- [Passage for review]:
▬▬▬▬▬▬▬▬▬▬

Tau is a soluble cytoskeletal protein that is expressed mainly in neurons and in glial cells, of both CNS and PNS; it is implicated in various cellular processes such as microtubule stabilization, axonal maintenance, and transport. Tau malfunction is also causally related to AD pathology in where aberrant, hyperphosphorylated and/or aggregated, forms of Tau are found in the CNS and in the PNS (Holzer et al., 1999). Accordingly, recent evidence suggests Tau protein as the final executor of AD neuronal dysfunction (Roberson et al., 2007; Ittner & Gotz, 2011) and, therefore, anti‐Tau therapies emerged as potential strategies against AD (Frost et al., 2015); however, their safety or potential risks have not been defined yet.

Evidence from different Tau−/− models suggests that absence of Tau is well tolerated by young/adult animals probably due to the occurrence of compensatory mechanisms (e.g., increase in MAP1A, another microtubule‐associated protein) (Dawson et al., 2001; Ma et al., 2014). In contrast, aged Tau−/− seem to exhibit mild motor deficits albeit the effect of Tau depletion on motor performance by aging remains controversial and unclear. A study from Ikegami et al. (2000) reports signs of muscle weakness (tested by wire‐hanging) and reduced balance coordination in 2‐month‐old Tau−/−, but Morris et al. (2011) showed normal motor function of young (3–5 months old) and adult animals of another Tau−/− mouse line in a variety of motor tests (B6 background; Dawson et al. (2001)) in agreement with this study findings. Moreover, the same team found mild motor deficits in middle‐aged (12–15 months old) Tau−/− animals using rotarod and pole tests but, unexpectedly, these motor deficits were not clearly evident in old (21–22 months old) Tau−/− (Morris et al., 2013). In contrast, we observed clear motor deficits in old (17–22 months old) Tau−/− using the rotarod, wire‐hanging, and open‐field tests and these deficits were not correlated with body weight. In addition, our study offers additional evidence of motor dysfunction showing that, in line with our wire‐hanging data, old Tau−/− animals also exhibit reduced forelimb (grip) strength and diminished hindlimb tonus resistance compared to old wild‐types but they exhibit no deficits in gross aspects of motor function/balance as assessed by hindlimb clasping tests (see Fig. 1) and negative geotaxis (data not shown). Interestingly, reduced motor strength and coordination was also shown in 13‐ to 17‐month‐old animals lacking 4R‐Tau, suggesting the potential role of 4RTau in the age‐dependent development of motor deficits (Gumucio et al., 2013).

▬▬▬▬▬▬▬▬▬▬

- [Material supplied]:
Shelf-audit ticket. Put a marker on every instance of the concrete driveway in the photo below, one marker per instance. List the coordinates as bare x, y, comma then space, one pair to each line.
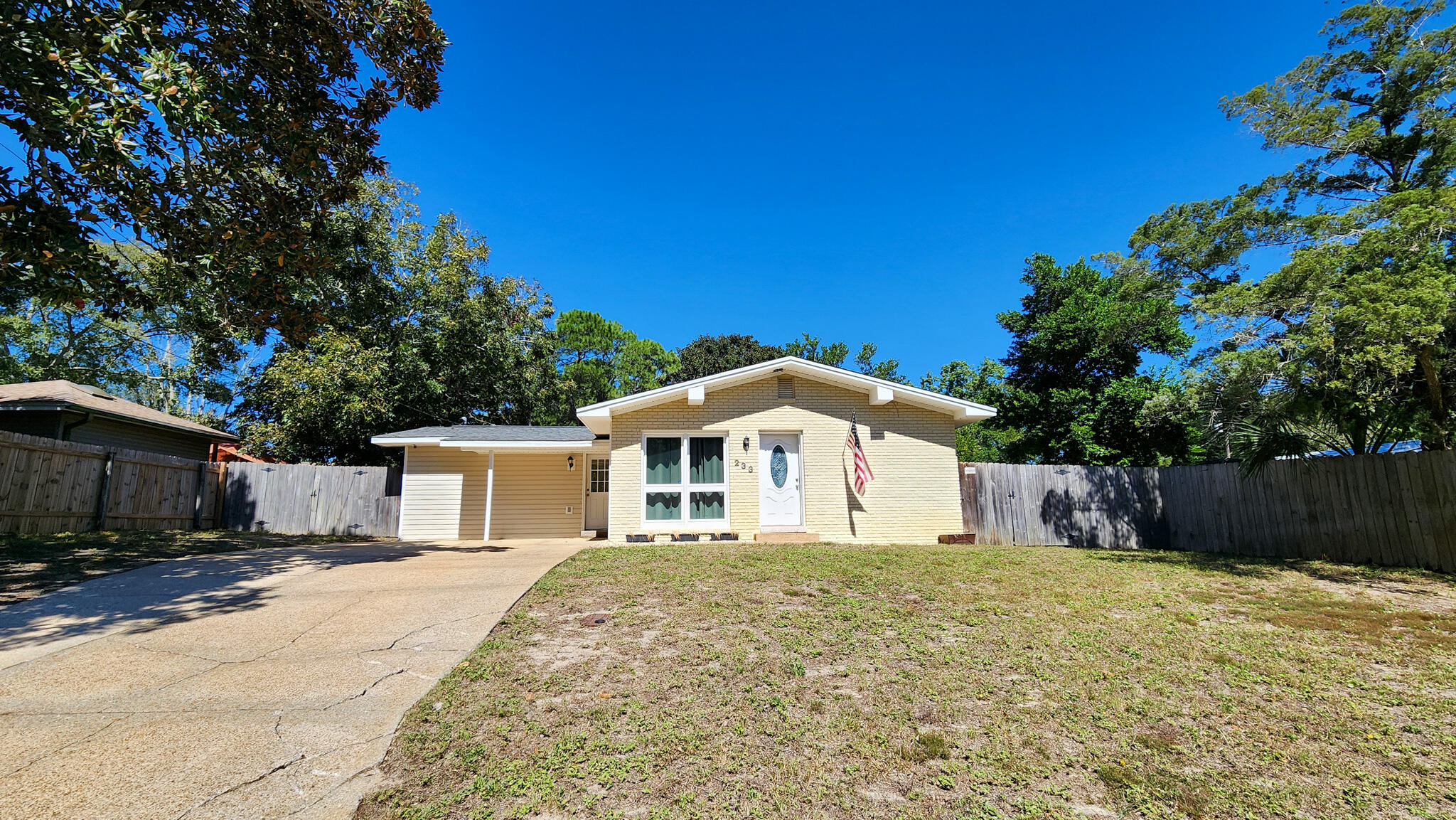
262, 683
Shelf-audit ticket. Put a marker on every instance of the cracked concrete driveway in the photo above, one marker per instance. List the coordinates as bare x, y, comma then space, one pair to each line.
261, 683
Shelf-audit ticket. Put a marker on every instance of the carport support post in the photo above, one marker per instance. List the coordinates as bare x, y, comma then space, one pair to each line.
490, 493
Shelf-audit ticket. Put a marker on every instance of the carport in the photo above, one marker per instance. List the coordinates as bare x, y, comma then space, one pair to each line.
500, 482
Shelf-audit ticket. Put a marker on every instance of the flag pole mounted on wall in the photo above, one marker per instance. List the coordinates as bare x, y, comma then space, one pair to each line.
862, 474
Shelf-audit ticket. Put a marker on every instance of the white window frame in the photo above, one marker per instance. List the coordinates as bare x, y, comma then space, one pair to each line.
686, 523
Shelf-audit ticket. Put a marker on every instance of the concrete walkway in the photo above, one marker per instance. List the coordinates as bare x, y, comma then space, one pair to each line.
262, 683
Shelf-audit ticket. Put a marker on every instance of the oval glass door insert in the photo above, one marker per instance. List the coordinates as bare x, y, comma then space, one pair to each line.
779, 467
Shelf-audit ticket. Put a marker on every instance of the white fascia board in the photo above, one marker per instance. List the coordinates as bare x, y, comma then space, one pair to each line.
483, 446
596, 420
397, 442
599, 417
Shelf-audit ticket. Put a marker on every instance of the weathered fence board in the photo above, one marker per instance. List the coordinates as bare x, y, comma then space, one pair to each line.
1069, 506
51, 487
1398, 510
312, 499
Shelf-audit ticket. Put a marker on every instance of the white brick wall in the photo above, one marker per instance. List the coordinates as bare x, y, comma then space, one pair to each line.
914, 499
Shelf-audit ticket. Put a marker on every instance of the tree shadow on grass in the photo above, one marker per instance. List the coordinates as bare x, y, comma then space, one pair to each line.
200, 586
1251, 567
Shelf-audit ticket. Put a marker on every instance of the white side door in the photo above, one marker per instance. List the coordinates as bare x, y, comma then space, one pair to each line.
597, 494
781, 504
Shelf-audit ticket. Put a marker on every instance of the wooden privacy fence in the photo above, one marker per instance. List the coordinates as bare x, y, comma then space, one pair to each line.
1396, 510
312, 499
51, 487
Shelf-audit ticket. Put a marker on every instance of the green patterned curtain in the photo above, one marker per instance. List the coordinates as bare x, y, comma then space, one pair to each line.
664, 506
707, 506
705, 461
664, 461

▬▬▬▬▬▬▬▬▬▬

- [Problem statement]: Continue the passage on motor deficits in aged Tau-knockout mice from the point where it stops.

- [Reply]:
The mechanisms underlying the impaired motor behavior in the absence of Tau in aged individuals are not entirely understood with contradictory findings being reported. Lei et al. (2012), for instance, reported an age‐related loss of SN dopaminergic neurons in middle‐aged Tau−/− animals. In contrast, a recent study on the same Tau−/− line failed to observe any major dopaminergic loss in different CNS motor components of old Tau−/− mice (Morris et al., 2013). While both studies showed motor deficits, Lei et al. (2012) showed nigrostriatal loss in middle‐aged Tau−/− mice of C57BL/6/SV129 background, while our study and the study of Morris et al. (2013) found no nigrostriatal neuronal loss in old mice with C57BL/6 background (data not shown). Furthermore, in a later study, Lei et al. (2014) showed that motor deficits of old Tau−/− animals do not depend on background or have a sex‐dependent profile. In line with it, despite the fact that our study has used male animals and Morris study (2013) used a mixed (male and female) cohort, both studies exhibit motor deficits providing further support of no gender influence in the old Tau−/− motor deficits.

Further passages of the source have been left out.